BEGIN RECORD SET
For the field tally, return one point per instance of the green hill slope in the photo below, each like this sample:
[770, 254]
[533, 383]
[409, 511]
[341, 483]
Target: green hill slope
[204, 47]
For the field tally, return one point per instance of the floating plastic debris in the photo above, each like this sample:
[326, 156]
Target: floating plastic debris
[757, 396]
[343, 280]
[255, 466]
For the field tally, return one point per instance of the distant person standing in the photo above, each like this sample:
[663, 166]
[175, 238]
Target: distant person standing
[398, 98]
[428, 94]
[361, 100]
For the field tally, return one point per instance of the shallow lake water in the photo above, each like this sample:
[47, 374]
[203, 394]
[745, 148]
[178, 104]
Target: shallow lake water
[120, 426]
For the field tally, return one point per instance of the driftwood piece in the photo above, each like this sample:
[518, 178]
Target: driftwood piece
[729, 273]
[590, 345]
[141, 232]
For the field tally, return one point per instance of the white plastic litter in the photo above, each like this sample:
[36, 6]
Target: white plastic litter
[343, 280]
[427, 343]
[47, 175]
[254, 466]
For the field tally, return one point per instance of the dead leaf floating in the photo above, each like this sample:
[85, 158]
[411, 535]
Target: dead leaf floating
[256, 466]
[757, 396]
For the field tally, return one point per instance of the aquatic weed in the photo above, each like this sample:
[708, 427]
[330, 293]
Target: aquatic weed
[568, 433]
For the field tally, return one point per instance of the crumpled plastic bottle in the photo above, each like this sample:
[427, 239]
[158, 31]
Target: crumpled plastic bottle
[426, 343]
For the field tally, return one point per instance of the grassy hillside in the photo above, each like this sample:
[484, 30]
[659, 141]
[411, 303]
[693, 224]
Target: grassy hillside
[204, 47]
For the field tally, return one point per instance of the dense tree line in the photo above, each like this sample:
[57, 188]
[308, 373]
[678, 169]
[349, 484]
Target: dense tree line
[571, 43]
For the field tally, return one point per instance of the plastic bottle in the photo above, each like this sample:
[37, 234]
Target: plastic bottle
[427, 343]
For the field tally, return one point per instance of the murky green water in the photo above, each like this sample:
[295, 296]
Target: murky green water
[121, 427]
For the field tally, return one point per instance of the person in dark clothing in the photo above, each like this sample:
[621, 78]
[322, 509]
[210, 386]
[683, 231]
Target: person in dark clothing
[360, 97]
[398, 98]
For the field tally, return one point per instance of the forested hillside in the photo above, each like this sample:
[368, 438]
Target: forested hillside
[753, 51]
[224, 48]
END RECORD SET
* _TASK OBJECTIVE_
Reproduce the records above exactly, starting with the line that contains "of the crumpled" and ending with the last line.

* _OUTPUT BELOW_
For the field tally, return one point per instance of the crumpled plastic bottle in the photo above, each like this sample:
[427, 239]
[158, 31]
Target: crumpled plastic bottle
[426, 343]
For the field tally, return one point per instance of the grassy hillside in the photo above, each like this sample:
[484, 30]
[659, 141]
[411, 303]
[693, 224]
Target: grassy hillside
[204, 47]
For the field tally, return one point per instance of the dense tree line in the photo above, each like this sample:
[57, 188]
[308, 373]
[678, 169]
[349, 484]
Target: dense tree line
[571, 43]
For the field tally, return one point per instance of the plastic bottle in the photo above, each like this sample:
[37, 234]
Target: plastic bottle
[427, 343]
For the field tally, return one point per instance of the murky green water in the photo above, each like this sample:
[295, 296]
Target: murky green water
[121, 427]
For the field tally, return one point per instance of the person in dark clothing in the photo above, each like this sample:
[621, 78]
[322, 509]
[210, 386]
[683, 231]
Target: person in dark clothing
[360, 97]
[398, 98]
For the field tally, return one point per instance of the forested hillside in the photo above, each like this sample:
[368, 438]
Target: forested hillside
[753, 51]
[224, 48]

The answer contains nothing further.